Try it
Using "khaki" as the search string, find the matching lines below and copy them.

Entries taken from a collection
----------
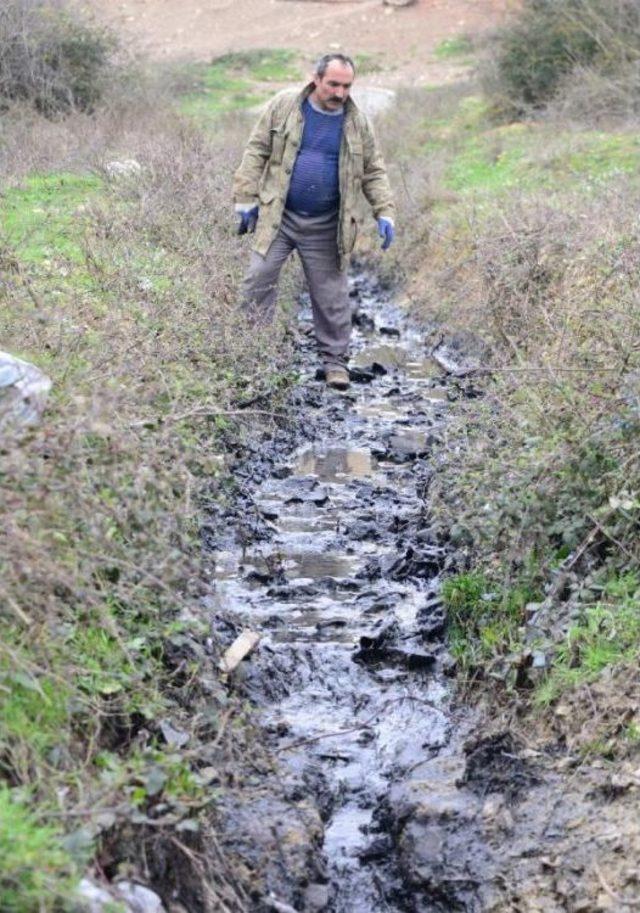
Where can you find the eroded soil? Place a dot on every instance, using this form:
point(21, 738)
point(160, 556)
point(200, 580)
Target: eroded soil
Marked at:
point(389, 796)
point(398, 41)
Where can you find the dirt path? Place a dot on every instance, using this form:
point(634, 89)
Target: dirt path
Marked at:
point(201, 29)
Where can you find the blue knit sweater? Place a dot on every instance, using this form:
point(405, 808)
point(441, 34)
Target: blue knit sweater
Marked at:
point(315, 185)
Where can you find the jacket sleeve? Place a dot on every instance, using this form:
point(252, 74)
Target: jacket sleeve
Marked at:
point(246, 181)
point(375, 181)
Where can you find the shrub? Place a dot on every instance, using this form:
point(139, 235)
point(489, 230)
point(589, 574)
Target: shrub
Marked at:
point(51, 56)
point(548, 39)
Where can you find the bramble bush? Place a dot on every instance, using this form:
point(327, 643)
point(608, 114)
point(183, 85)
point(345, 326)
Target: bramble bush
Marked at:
point(52, 56)
point(546, 40)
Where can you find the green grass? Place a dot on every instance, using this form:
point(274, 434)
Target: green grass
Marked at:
point(450, 48)
point(260, 65)
point(236, 81)
point(484, 618)
point(607, 635)
point(42, 219)
point(491, 161)
point(36, 872)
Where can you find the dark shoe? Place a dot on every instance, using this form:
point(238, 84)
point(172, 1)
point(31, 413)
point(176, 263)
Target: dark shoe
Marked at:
point(338, 378)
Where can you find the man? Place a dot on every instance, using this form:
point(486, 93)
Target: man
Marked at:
point(298, 185)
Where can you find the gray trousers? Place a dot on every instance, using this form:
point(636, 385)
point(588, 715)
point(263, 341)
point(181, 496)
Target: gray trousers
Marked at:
point(315, 239)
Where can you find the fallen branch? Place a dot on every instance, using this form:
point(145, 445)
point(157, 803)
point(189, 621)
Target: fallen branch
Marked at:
point(367, 723)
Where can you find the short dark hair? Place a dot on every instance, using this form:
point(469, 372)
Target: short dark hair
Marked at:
point(325, 60)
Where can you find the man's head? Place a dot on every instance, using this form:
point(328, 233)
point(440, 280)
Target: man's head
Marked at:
point(333, 78)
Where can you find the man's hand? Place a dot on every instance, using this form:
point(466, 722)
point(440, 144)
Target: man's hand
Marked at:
point(386, 232)
point(248, 221)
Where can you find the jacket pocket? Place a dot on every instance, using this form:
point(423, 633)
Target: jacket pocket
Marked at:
point(356, 154)
point(277, 145)
point(266, 196)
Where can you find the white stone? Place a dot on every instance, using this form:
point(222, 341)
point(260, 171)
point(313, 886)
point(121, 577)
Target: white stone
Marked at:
point(138, 898)
point(23, 391)
point(127, 168)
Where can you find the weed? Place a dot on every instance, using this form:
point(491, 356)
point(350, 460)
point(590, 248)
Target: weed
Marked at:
point(458, 46)
point(35, 871)
point(607, 635)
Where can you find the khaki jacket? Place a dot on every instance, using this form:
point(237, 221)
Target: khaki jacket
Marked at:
point(264, 174)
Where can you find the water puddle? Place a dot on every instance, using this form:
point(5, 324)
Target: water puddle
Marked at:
point(341, 596)
point(336, 464)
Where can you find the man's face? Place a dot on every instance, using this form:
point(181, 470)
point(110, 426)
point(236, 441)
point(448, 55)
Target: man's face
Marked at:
point(332, 89)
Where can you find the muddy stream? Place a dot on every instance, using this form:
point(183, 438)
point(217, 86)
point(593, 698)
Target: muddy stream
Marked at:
point(333, 560)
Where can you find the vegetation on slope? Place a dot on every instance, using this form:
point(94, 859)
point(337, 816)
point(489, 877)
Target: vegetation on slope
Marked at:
point(116, 734)
point(526, 235)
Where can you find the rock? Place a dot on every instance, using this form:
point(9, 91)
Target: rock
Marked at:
point(316, 898)
point(95, 898)
point(138, 898)
point(173, 736)
point(127, 168)
point(92, 897)
point(244, 644)
point(23, 392)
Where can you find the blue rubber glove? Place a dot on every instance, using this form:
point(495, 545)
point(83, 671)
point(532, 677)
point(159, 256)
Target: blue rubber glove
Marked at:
point(386, 232)
point(248, 221)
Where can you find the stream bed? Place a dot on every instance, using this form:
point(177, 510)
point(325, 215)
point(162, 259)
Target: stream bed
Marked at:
point(384, 795)
point(331, 554)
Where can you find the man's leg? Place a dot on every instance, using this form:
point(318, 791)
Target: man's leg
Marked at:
point(260, 286)
point(317, 243)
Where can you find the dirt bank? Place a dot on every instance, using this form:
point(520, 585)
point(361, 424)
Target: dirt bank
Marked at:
point(199, 30)
point(391, 796)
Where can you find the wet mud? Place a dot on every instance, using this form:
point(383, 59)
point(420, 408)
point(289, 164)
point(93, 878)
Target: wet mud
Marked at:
point(389, 797)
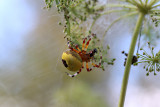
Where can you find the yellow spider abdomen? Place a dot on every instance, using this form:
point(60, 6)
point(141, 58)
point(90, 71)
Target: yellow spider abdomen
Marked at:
point(71, 60)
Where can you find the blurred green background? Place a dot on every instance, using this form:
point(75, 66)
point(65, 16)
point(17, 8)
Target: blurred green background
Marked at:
point(32, 74)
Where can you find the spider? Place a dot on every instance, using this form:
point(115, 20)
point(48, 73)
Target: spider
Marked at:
point(134, 59)
point(73, 59)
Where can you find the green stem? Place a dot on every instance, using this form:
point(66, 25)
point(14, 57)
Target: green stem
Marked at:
point(129, 59)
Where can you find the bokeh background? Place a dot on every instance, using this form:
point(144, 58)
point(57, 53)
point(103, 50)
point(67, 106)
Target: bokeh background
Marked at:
point(32, 74)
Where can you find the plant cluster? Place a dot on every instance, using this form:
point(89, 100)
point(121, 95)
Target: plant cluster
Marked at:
point(152, 62)
point(76, 14)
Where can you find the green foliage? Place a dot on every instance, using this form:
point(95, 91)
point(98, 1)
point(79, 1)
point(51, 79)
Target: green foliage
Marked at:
point(152, 62)
point(76, 14)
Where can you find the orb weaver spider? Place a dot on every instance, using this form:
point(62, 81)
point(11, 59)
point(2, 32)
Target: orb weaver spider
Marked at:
point(73, 59)
point(134, 59)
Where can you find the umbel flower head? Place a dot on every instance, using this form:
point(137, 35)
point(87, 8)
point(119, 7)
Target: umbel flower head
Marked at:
point(152, 62)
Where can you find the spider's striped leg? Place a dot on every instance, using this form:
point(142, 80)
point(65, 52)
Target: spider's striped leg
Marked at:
point(74, 74)
point(83, 45)
point(69, 46)
point(99, 65)
point(88, 69)
point(87, 44)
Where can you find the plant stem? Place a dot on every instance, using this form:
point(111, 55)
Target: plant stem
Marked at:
point(129, 59)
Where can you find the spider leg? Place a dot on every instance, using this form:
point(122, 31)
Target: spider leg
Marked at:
point(83, 45)
point(88, 69)
point(74, 74)
point(69, 46)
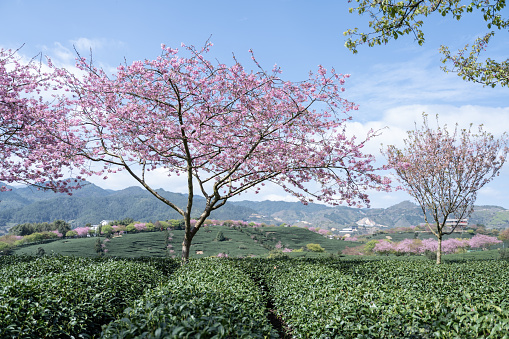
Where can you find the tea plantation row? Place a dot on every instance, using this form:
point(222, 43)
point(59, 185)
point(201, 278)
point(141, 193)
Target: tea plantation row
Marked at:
point(62, 297)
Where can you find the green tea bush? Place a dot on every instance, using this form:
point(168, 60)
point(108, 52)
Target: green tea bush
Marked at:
point(74, 303)
point(206, 298)
point(391, 299)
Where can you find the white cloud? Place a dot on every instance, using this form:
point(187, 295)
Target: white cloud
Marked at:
point(85, 44)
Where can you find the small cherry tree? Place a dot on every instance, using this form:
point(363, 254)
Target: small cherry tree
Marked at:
point(224, 128)
point(443, 171)
point(27, 154)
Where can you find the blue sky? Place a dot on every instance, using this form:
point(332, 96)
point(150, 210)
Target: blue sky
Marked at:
point(392, 84)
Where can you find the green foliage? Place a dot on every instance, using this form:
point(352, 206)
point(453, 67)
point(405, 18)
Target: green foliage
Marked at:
point(315, 248)
point(130, 227)
point(29, 228)
point(76, 302)
point(98, 246)
point(71, 234)
point(107, 229)
point(204, 299)
point(150, 226)
point(220, 236)
point(391, 19)
point(389, 299)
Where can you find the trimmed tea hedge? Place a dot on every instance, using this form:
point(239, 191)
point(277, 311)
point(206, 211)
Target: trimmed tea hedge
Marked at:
point(391, 299)
point(75, 300)
point(204, 299)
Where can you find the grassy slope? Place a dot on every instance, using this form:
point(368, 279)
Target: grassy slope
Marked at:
point(239, 243)
point(244, 242)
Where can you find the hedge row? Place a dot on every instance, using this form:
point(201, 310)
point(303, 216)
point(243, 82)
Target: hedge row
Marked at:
point(69, 297)
point(391, 299)
point(207, 298)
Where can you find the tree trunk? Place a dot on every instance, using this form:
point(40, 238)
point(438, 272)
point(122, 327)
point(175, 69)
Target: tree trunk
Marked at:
point(439, 250)
point(186, 248)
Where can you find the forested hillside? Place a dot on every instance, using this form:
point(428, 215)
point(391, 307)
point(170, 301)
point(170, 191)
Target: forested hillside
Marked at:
point(92, 204)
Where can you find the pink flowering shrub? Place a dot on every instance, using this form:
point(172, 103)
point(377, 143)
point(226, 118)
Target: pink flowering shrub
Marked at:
point(351, 239)
point(483, 241)
point(60, 235)
point(323, 231)
point(384, 247)
point(140, 227)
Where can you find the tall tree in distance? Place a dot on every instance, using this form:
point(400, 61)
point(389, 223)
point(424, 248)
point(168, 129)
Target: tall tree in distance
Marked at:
point(443, 171)
point(391, 19)
point(223, 128)
point(27, 154)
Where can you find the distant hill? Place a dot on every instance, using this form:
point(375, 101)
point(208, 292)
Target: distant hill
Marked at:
point(91, 204)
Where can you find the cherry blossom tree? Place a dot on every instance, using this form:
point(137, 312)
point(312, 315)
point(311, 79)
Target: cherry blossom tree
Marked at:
point(483, 241)
point(443, 171)
point(28, 154)
point(224, 128)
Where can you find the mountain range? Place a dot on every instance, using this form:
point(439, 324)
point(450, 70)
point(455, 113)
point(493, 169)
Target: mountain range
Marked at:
point(91, 204)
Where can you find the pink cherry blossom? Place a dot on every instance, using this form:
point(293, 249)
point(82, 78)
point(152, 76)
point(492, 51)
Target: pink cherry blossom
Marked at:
point(226, 128)
point(444, 170)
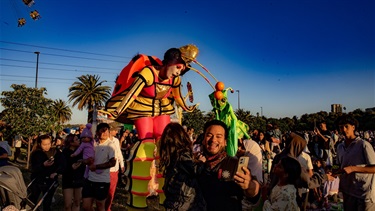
----------
Answer area
Where can you find the khaki jacket? Place a dot on every instance, using this form:
Target: khaki jacket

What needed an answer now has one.